PROBLEM DETAILS: Rewrite the lines between the one holding "Batch processing job — object class: striped" and the one holding "79 116 99 124", inclusive, with "lounge cushion" changed to "seat cushion" and nothing else altered.

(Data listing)
━━━━━━━━━━━━━━━━

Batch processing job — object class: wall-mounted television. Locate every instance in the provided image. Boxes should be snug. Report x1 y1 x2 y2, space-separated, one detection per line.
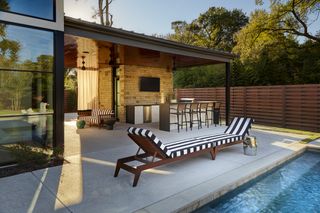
140 77 160 92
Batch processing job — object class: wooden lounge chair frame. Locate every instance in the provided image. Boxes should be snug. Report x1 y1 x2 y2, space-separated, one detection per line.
114 116 252 187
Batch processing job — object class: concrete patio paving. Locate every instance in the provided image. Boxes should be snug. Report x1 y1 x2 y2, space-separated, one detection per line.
0 121 305 213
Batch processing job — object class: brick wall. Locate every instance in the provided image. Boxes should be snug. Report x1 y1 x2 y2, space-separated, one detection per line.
99 67 112 109
119 65 173 122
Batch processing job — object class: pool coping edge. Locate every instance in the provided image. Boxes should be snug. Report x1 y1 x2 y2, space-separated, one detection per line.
135 142 308 213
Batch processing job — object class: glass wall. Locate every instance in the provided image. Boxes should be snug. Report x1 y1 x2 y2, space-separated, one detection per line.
0 0 55 21
0 23 54 163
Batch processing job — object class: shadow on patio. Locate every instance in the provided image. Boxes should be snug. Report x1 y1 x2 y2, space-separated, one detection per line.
34 119 304 212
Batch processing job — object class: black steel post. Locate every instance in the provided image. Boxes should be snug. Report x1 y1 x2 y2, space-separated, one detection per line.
225 62 231 126
52 31 64 147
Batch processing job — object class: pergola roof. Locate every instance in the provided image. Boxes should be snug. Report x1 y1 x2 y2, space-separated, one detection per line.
64 17 235 67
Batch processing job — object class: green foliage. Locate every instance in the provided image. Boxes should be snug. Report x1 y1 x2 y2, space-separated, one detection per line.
256 0 320 43
168 4 320 88
174 64 225 88
168 7 248 51
8 143 50 165
233 7 320 86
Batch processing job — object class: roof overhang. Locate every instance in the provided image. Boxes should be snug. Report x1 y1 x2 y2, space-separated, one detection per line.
64 17 236 64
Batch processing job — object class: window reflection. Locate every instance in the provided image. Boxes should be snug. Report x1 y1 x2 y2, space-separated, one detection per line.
0 115 53 146
0 0 54 20
0 23 54 72
0 71 53 116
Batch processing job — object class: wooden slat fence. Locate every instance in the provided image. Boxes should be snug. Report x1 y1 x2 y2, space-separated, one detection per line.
176 84 320 132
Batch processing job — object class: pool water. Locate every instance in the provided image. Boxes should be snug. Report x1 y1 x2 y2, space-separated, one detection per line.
195 152 320 213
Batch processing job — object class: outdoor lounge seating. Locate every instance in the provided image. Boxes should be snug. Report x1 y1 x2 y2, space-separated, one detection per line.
114 117 253 186
78 109 114 127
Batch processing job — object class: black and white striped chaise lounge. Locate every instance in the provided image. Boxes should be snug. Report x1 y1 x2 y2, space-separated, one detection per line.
114 117 253 186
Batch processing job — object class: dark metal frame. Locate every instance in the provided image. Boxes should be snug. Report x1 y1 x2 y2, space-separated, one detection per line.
0 0 57 22
53 31 64 147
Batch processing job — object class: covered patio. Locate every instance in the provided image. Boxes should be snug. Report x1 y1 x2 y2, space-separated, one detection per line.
64 17 234 123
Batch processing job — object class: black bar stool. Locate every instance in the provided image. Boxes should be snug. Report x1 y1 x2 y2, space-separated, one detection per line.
170 103 188 132
207 101 214 124
198 102 209 128
213 102 221 126
189 103 201 130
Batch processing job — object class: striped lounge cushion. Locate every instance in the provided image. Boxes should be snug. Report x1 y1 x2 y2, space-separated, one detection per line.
128 127 221 158
224 117 253 139
127 127 169 157
91 109 113 116
165 134 241 158
79 116 99 124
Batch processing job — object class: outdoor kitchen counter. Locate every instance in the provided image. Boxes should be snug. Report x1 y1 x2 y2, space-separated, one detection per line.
159 101 217 132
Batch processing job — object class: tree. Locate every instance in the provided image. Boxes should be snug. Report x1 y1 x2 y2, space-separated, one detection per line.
168 7 248 51
92 0 113 27
166 21 195 45
256 0 320 43
233 10 320 85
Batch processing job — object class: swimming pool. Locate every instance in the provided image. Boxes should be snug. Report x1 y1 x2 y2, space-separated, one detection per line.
195 151 320 213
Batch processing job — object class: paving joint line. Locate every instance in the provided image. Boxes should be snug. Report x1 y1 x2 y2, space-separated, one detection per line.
31 171 73 213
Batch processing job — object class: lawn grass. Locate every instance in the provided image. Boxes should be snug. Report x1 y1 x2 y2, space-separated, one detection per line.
253 125 320 144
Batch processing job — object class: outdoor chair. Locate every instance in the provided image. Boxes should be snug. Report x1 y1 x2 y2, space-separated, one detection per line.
170 103 188 132
78 109 114 127
114 117 253 187
189 103 201 130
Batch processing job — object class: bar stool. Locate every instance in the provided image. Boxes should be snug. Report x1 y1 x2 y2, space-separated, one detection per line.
189 103 201 130
213 102 221 126
207 101 214 124
170 103 188 132
198 103 209 128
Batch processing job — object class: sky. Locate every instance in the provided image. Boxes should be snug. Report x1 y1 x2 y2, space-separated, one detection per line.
64 0 269 35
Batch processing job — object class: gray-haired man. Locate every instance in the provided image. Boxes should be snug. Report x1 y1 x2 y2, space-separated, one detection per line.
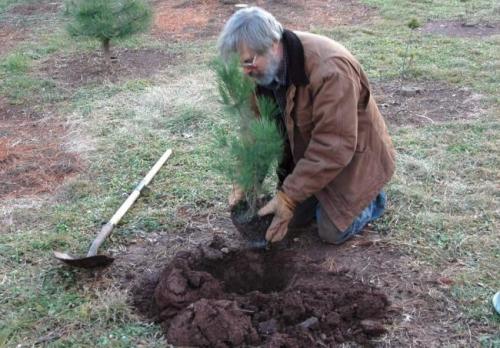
218 7 395 244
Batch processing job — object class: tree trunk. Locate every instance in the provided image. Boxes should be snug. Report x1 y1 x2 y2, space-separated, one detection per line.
102 38 111 68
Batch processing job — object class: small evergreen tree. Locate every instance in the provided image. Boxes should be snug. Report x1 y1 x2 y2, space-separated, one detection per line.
67 0 152 62
214 56 283 218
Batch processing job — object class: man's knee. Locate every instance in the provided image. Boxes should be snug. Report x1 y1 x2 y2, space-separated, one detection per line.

━━━━━━━━━━━━━━━━

SOLUTION FOR THIS PROBLEM:
Batch processing job — object class: striped seat cushion. Locate every instance in the provided image. Boxes should be snug. Report x1 y1 x2 y2, space-separated, one detection per line.
128 127 221 158
224 117 253 139
127 127 169 157
91 109 113 116
165 134 241 158
79 116 99 124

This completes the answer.